# START OF GIVEN RECORDS
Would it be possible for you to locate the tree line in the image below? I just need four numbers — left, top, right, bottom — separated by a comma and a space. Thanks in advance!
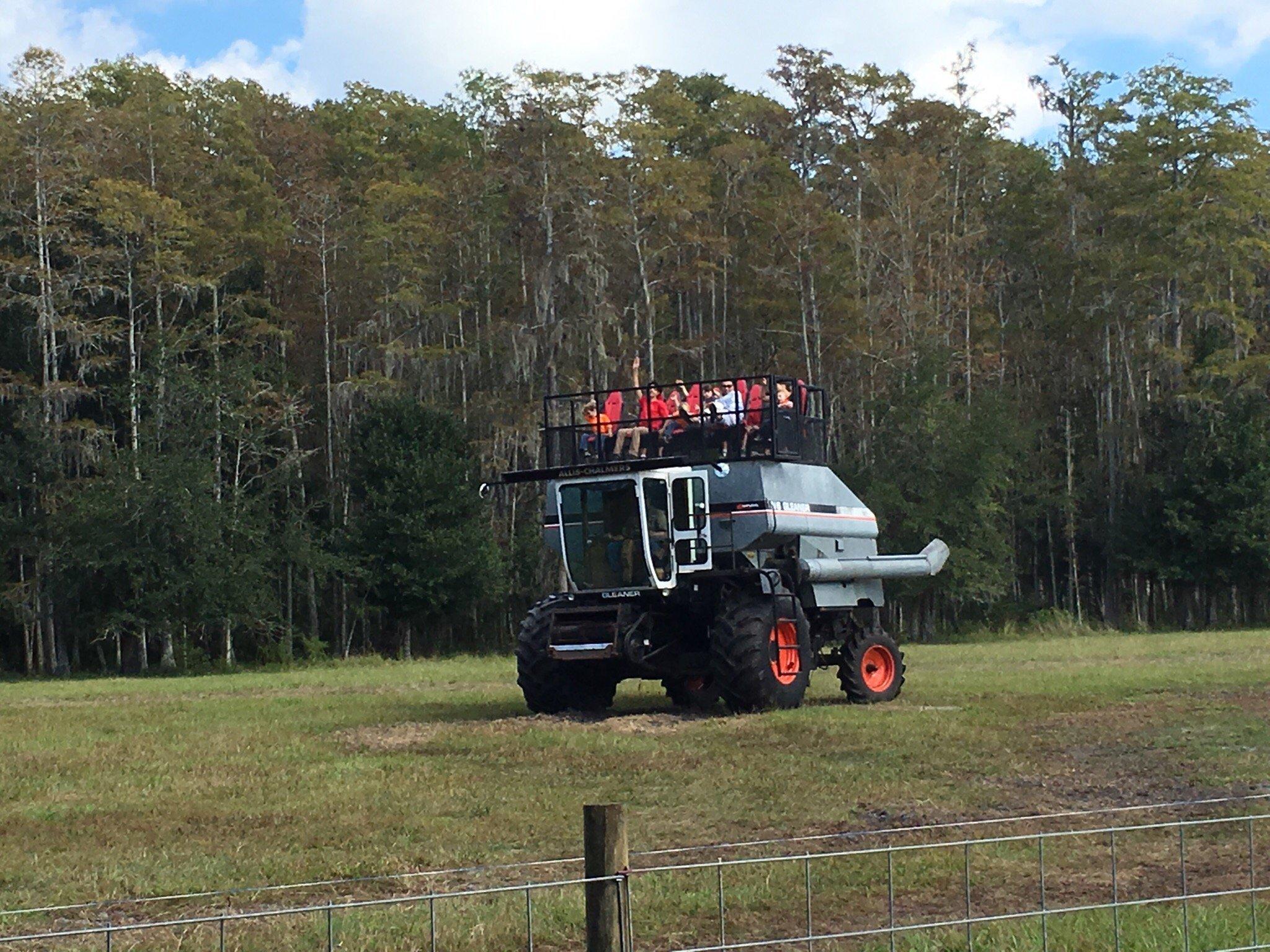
0, 47, 1270, 674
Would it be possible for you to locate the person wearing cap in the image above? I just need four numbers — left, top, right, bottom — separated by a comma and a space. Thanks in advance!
578, 400, 613, 456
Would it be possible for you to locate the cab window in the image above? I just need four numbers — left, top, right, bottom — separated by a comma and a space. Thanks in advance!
644, 480, 673, 581
560, 480, 664, 590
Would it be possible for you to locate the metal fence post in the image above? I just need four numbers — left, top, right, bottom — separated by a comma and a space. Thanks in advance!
887, 843, 895, 952
716, 857, 728, 948
1111, 830, 1120, 952
582, 803, 630, 952
525, 883, 533, 952
965, 840, 974, 952
1036, 835, 1049, 952
802, 855, 812, 952
1248, 816, 1261, 947
1177, 820, 1190, 952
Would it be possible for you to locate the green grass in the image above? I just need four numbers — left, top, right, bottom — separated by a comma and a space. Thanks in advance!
0, 632, 1270, 950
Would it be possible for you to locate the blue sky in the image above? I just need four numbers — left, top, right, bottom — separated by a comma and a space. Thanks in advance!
0, 0, 1270, 137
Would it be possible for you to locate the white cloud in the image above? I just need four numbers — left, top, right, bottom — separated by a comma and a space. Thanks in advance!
0, 0, 1270, 136
142, 39, 315, 103
0, 0, 138, 75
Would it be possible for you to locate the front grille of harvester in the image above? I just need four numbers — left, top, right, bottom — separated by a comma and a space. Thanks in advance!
550, 606, 621, 658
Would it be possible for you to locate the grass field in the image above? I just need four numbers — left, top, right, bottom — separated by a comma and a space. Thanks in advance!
0, 632, 1270, 948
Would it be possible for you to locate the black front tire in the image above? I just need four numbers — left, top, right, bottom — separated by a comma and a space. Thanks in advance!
838, 627, 904, 705
710, 591, 813, 713
515, 597, 619, 713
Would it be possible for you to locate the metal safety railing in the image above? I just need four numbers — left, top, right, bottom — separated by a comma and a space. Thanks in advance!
626, 814, 1270, 952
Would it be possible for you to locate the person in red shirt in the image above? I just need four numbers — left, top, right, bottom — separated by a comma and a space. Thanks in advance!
613, 356, 670, 457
# END OF GIVEN RECORDS
__THE TASK__
Update everything from "Would it be possible for you to locate the metal safety" down to "626, 814, 1270, 952" by putting "barrier" in place of "railing", and leave the rest of those lines unchanged.

__CORRECT OUTPUT__
Would it be possible for you to locate the metal safety barrier in the image above? I just need four numbers — left, top, right, bottom — separated by a comma and a space. Thanks in advance!
626, 814, 1270, 952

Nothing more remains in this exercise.